Update the items below, replacing "keypoint" with "marker" wherever it appears and leaving all other text unchanged.

» Dataset records
* start *
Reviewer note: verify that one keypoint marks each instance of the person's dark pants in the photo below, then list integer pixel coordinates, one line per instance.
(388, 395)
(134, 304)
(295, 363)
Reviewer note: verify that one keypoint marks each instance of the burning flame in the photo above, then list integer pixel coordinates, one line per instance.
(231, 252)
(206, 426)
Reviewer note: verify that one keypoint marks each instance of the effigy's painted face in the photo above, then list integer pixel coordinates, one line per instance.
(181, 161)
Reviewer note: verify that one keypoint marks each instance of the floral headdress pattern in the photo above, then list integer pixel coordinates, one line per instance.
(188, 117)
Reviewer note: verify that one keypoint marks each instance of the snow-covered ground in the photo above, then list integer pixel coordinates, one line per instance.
* end *
» Reply to the exercise
Reviewer note: verify that one marker marks each instance of the person's dark pants in the photo below, then list integer pixel coordinates, one line per instance.
(388, 395)
(134, 304)
(295, 363)
Reviewer note: verify that one marker marks each instance of the burning flame in the photo above, then list integer pixel coordinates, one line per instance.
(231, 252)
(206, 426)
Reviewer note: verify that one marker marks each instance of the effigy's painted face in the photo above, then list integer pixel coordinates, one line per instance.
(181, 161)
Reviewer note: verify that one marker marks each instance of the floral headdress pattern in the photo above, then list integer pixel coordinates, one line per instance.
(188, 117)
Reviewer note: verify that one marker marks each instance of the snow-covered ground in the photo above, then list integer pixel coordinates, one line per instance.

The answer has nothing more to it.